**YOUR OBJECTIVE:** Copy out every line of the listing below unchanged.

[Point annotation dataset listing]

(begin)

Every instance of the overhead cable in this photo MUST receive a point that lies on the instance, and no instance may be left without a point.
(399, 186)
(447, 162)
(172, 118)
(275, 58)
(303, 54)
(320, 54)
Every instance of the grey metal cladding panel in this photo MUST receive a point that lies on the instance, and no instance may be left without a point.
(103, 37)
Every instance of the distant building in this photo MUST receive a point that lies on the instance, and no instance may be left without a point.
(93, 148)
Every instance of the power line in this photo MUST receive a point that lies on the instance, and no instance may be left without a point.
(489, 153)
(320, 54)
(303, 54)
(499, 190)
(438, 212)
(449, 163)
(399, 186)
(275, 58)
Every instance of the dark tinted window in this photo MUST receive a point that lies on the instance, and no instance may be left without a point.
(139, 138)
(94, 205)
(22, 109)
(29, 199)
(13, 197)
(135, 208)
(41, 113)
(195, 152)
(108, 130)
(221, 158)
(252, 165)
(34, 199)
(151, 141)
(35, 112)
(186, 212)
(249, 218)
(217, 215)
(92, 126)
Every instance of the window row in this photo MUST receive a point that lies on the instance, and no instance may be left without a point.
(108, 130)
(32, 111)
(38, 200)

(end)

**TASK ANSWER:**
Every instance of the overhead cable in this photo MUST receive a point that lies on the instance, and no instance may be left without a point.
(399, 186)
(447, 162)
(172, 118)
(275, 58)
(303, 54)
(320, 54)
Every instance of the grey metal cladding panel in this photo MUST receive a point that lies on the instance, and no instance may be left without a point.
(103, 37)
Every instance of the distant building in this photo MUST receive a point that lies on the instance, and no instance may be left without a point.
(93, 148)
Every instance of the power line in this photo MUST receive a point that lies on the instance, and no instance may be left without a point.
(489, 153)
(320, 54)
(303, 54)
(499, 190)
(438, 212)
(449, 163)
(399, 186)
(275, 58)
Every instance of the dark tinted window in this photo MUST receive a point that lies on the instance, and no instance may be left without a point.
(139, 138)
(94, 205)
(22, 109)
(29, 199)
(13, 197)
(135, 208)
(41, 113)
(195, 152)
(108, 130)
(221, 158)
(252, 165)
(34, 199)
(151, 141)
(35, 112)
(186, 212)
(249, 218)
(217, 215)
(92, 126)
Every instance of the window row in this photo MUST receive a point that lies on the instance, and no instance may be left without a point.
(108, 130)
(32, 111)
(38, 200)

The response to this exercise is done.